■ RECORD LIST ■

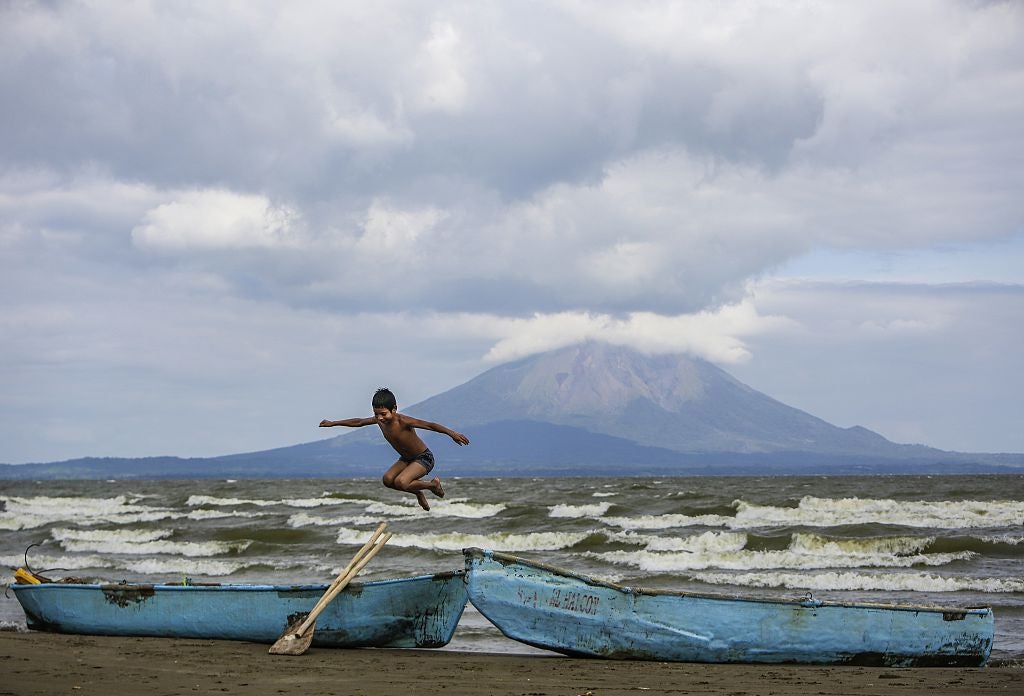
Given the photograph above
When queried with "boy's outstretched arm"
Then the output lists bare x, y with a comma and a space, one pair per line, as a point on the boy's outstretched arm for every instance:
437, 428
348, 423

==

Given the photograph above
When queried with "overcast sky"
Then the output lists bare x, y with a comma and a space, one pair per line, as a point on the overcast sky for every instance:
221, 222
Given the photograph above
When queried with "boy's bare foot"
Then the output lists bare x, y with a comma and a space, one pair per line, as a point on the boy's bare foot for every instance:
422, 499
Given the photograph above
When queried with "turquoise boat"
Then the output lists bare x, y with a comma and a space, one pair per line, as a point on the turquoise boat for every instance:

■ WRITTEN PROBLEM ■
Show each line in the material above that contains the string "pair", treating uppercase and lowercase letters as different.

■ WORKED SOLUTION ■
Then the output lists bare x, y with a comma and a space, one pair per line, as a point on the boy's outstretched arm for every instance:
Then the output lists bare x, y with a comma and a space, one pair per line, as a point on the overcast sky for every instance:
Then the output lists bare x, y with a comma and a space, one pair per line, as a point on the boy's bare foot for every instance:
Then the output lists bare x, y with a comma and a space, one pair per line, as a point on the turquoise boat for every instance:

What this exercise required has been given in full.